**Work item**: The full set of entries has to be output exactly.

Collected data entries:
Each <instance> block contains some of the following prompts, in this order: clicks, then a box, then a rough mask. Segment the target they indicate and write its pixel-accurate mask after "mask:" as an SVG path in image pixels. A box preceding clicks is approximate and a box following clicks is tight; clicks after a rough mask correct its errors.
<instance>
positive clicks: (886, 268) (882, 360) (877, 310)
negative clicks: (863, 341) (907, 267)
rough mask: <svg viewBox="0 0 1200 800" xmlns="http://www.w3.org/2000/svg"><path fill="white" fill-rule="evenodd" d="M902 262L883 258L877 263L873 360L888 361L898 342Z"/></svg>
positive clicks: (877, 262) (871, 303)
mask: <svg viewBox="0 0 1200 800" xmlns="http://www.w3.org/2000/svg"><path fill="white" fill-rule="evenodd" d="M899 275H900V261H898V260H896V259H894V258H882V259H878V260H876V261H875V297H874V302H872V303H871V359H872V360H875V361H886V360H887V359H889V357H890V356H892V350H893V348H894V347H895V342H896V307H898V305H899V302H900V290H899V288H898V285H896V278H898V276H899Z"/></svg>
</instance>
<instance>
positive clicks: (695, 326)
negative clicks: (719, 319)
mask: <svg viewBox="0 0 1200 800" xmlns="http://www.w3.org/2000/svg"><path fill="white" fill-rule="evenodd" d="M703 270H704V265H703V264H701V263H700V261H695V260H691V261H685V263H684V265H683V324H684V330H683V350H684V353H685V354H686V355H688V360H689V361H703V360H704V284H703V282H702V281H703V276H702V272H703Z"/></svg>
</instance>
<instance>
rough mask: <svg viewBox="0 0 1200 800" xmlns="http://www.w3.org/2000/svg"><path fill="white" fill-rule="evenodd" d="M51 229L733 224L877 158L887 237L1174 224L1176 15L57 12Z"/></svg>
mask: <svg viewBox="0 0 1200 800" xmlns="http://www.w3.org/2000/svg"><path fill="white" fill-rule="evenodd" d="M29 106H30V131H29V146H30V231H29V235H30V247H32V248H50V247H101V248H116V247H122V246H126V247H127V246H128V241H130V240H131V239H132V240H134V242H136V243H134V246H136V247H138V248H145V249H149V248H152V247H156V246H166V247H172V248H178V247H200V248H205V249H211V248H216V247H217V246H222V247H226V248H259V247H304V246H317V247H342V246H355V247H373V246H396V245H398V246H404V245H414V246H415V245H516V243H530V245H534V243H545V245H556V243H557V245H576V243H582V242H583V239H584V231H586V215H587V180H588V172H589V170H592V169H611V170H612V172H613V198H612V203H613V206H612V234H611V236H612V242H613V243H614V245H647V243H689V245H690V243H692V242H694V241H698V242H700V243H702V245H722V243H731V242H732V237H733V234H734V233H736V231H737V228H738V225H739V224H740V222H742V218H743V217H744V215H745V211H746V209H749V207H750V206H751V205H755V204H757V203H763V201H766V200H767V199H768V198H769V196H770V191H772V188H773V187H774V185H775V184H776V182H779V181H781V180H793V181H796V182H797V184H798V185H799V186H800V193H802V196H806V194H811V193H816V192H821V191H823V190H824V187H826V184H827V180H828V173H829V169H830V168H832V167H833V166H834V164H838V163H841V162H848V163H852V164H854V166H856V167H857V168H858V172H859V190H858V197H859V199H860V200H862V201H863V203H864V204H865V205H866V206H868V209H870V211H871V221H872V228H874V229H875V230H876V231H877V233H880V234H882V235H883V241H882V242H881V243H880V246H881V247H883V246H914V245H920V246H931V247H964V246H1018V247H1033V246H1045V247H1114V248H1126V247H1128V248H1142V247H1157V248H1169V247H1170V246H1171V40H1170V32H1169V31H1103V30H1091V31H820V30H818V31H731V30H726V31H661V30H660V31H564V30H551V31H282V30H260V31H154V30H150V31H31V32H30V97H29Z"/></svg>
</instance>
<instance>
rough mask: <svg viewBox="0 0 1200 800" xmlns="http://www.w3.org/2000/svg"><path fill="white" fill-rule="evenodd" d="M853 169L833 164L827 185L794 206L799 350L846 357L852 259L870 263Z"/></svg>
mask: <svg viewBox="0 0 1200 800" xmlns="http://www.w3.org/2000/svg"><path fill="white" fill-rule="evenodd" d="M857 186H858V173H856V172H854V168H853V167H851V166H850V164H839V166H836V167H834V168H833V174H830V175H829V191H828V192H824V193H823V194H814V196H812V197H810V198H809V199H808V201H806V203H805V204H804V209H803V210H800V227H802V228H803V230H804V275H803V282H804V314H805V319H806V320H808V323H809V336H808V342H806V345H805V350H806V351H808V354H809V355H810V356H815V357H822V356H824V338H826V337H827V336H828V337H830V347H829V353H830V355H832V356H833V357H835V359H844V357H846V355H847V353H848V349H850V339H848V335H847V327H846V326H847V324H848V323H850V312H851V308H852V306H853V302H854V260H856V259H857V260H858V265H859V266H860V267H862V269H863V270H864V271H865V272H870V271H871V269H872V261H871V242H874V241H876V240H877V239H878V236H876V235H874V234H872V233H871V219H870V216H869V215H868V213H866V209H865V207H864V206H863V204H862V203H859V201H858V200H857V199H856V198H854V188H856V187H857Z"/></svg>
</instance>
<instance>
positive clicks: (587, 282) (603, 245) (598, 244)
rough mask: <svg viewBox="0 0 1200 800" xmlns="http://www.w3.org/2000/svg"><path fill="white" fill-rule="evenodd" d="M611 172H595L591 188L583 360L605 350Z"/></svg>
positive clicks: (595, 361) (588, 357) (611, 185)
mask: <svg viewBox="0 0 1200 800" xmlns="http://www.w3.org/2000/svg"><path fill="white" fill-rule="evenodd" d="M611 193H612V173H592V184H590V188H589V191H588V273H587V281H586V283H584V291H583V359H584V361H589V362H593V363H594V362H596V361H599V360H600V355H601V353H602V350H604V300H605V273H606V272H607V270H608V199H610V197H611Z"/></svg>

**Answer area**:
Each <instance> block contains some of the following prompts, in this order: clicks, then a box, then a rough mask. Segment the target they indicate and write its pixel-accurate mask after "mask:" as an SVG path in image pixels. A box preceding clicks is approximate and a box following clicks is tight; clicks after a rough mask correct its errors.
<instance>
positive clicks: (886, 268) (882, 360) (877, 310)
negative clicks: (863, 341) (907, 267)
rough mask: <svg viewBox="0 0 1200 800" xmlns="http://www.w3.org/2000/svg"><path fill="white" fill-rule="evenodd" d="M902 262L883 258L877 263L873 360L888 361L898 342Z"/></svg>
positive clicks: (877, 262) (871, 303)
mask: <svg viewBox="0 0 1200 800" xmlns="http://www.w3.org/2000/svg"><path fill="white" fill-rule="evenodd" d="M899 275H900V261H898V260H896V259H894V258H882V259H878V260H876V261H875V297H874V302H872V303H871V359H872V360H875V361H886V360H887V359H889V357H890V356H892V350H893V348H894V347H895V342H896V307H898V305H899V302H900V290H899V288H898V285H896V278H898V276H899Z"/></svg>
</instance>
<instance>
positive clicks: (695, 326)
negative clicks: (719, 319)
mask: <svg viewBox="0 0 1200 800" xmlns="http://www.w3.org/2000/svg"><path fill="white" fill-rule="evenodd" d="M703 270H704V265H703V264H701V263H700V261H695V260H691V261H685V263H684V265H683V324H684V330H683V350H684V353H685V354H686V355H688V360H689V361H703V360H704V284H703V282H702V281H703V276H702V272H703Z"/></svg>
</instance>
<instance>
rough mask: <svg viewBox="0 0 1200 800" xmlns="http://www.w3.org/2000/svg"><path fill="white" fill-rule="evenodd" d="M51 229L733 224L877 158L887 237L1174 224L1176 15L57 12Z"/></svg>
mask: <svg viewBox="0 0 1200 800" xmlns="http://www.w3.org/2000/svg"><path fill="white" fill-rule="evenodd" d="M29 106H30V131H29V146H30V231H29V235H30V247H32V248H50V247H101V248H116V247H122V246H126V247H127V246H128V241H130V240H131V239H132V240H134V242H136V243H134V246H136V247H138V248H145V249H149V248H152V247H156V246H166V247H172V248H178V247H200V248H205V249H211V248H216V247H217V246H222V247H226V248H259V247H304V246H317V247H342V246H355V247H373V246H396V245H398V246H404V245H414V246H415V245H516V243H530V245H534V243H545V245H556V243H557V245H576V243H582V242H583V239H584V231H586V215H587V180H588V172H589V170H592V169H611V170H612V172H613V198H612V203H613V206H612V234H611V236H612V242H613V243H614V245H647V243H689V245H690V243H692V242H694V241H698V242H700V243H702V245H722V243H731V242H732V237H733V234H734V233H736V231H737V228H738V225H739V224H740V222H742V218H743V217H744V215H745V211H746V209H749V207H750V206H751V205H755V204H757V203H763V201H766V200H767V199H768V198H769V196H770V191H772V188H773V187H774V185H775V184H776V182H779V181H781V180H793V181H796V182H797V184H798V185H799V186H800V193H802V196H806V194H811V193H816V192H821V191H823V190H824V187H826V184H827V180H828V173H829V169H830V168H832V167H833V166H834V164H838V163H841V162H848V163H852V164H854V166H856V167H857V168H858V172H859V190H858V197H859V199H860V200H862V201H863V203H864V204H865V205H866V206H868V209H870V211H871V221H872V228H874V229H875V230H876V231H877V233H880V234H882V235H883V241H882V242H881V243H880V246H881V247H883V246H914V245H920V246H931V247H964V246H1018V247H1033V246H1045V247H1114V248H1126V247H1128V248H1142V247H1157V248H1169V247H1170V246H1171V40H1170V32H1169V31H1103V30H1091V31H820V30H818V31H731V30H726V31H661V30H660V31H564V30H551V31H282V30H260V31H154V30H150V31H31V32H30V97H29Z"/></svg>
</instance>
<instance>
rough mask: <svg viewBox="0 0 1200 800" xmlns="http://www.w3.org/2000/svg"><path fill="white" fill-rule="evenodd" d="M853 169L833 164L827 185L794 206L799 350L846 357L852 259L870 263Z"/></svg>
mask: <svg viewBox="0 0 1200 800" xmlns="http://www.w3.org/2000/svg"><path fill="white" fill-rule="evenodd" d="M857 186H858V173H856V172H854V168H853V167H851V166H850V164H839V166H836V167H834V168H833V174H830V175H829V191H828V192H824V193H823V194H814V196H812V197H810V198H809V199H808V201H806V203H805V204H804V209H803V210H800V227H802V228H803V230H804V275H803V282H804V314H805V319H806V320H808V323H809V336H808V342H806V345H805V350H806V351H808V354H809V355H810V356H815V357H822V356H824V338H826V337H827V336H828V337H830V347H829V353H830V355H832V356H833V357H835V359H844V357H846V355H847V353H848V349H850V339H848V335H847V327H846V326H847V324H848V323H850V312H851V308H852V306H853V302H854V260H856V259H857V260H858V265H859V266H860V267H862V269H863V270H864V271H865V272H870V271H871V269H872V261H871V242H874V241H876V240H877V239H878V236H876V235H874V234H872V233H871V219H870V216H869V215H868V213H866V209H865V207H864V206H863V204H862V203H859V201H858V200H857V199H856V198H854V188H856V187H857Z"/></svg>
</instance>
<instance>
positive clicks: (587, 282) (603, 245) (598, 244)
rough mask: <svg viewBox="0 0 1200 800" xmlns="http://www.w3.org/2000/svg"><path fill="white" fill-rule="evenodd" d="M611 172H595L591 188L583 360L605 350Z"/></svg>
positive clicks: (595, 361) (588, 357) (611, 185)
mask: <svg viewBox="0 0 1200 800" xmlns="http://www.w3.org/2000/svg"><path fill="white" fill-rule="evenodd" d="M611 193H612V173H592V184H590V188H589V191H588V273H587V281H586V283H584V291H583V359H584V361H589V362H593V363H594V362H596V361H599V360H600V355H601V353H602V350H604V300H605V273H606V272H607V270H608V199H610V197H611Z"/></svg>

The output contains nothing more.